__What you have to do__
Copy out the passage below on Militant and the Labour Party in full, word for word.

Then Mann should be put in charge of other organisations to keep out troublemakers. If you apply to join a snooker club, he could be there to ask “are you already a member of this snooker club?” If you said you weren’t – which is why you’d like to join – he’d say, “Get out. I know your game pal, you want to turn us into a canoeing club.” That way it would stay pure and wholesome.

A section of the Labour Party, along with much of the press, has worked out the only way Jeremy Corbyn can have attracted the support he has is by groups such as Militant infiltrating the party, as they did in the 1980s. This shows how conniving Militant can be, because the most common age of people joining Labour at the moment is 18. So the last time they tried to take over the Labour Party they must have been minus 12.

This shows the lengths Militant are prepared to go to, radicalising people decades before they’re born, just so they can carry out their malicious plan to commit Labour to a policy of nationalising the gas companies.

__Information provided__
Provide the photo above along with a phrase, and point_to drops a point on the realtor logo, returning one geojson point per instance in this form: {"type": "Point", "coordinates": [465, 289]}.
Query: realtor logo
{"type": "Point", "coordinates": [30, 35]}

__Expected answer__
Then Mann should be put in charge of other organisations to keep out troublemakers. If you apply to join a snooker club, he could be there to ask “are you already a member of this snooker club?” If you said you weren’t – which is why you’d like to join – he’d say, “Get out. I know your game pal, you want to turn us into a canoeing club.” That way it would stay pure and wholesome.

A section of the Labour Party, along with much of the press, has worked out the only way Jeremy Corbyn can have attracted the support he has is by groups such as Militant infiltrating the party, as they did in the 1980s. This shows how conniving Militant can be, because the most common age of people joining Labour at the moment is 18. So the last time they tried to take over the Labour Party they must have been minus 12.

This shows the lengths Militant are prepared to go to, radicalising people decades before they’re born, just so they can carry out their malicious plan to commit Labour to a policy of nationalising the gas companies.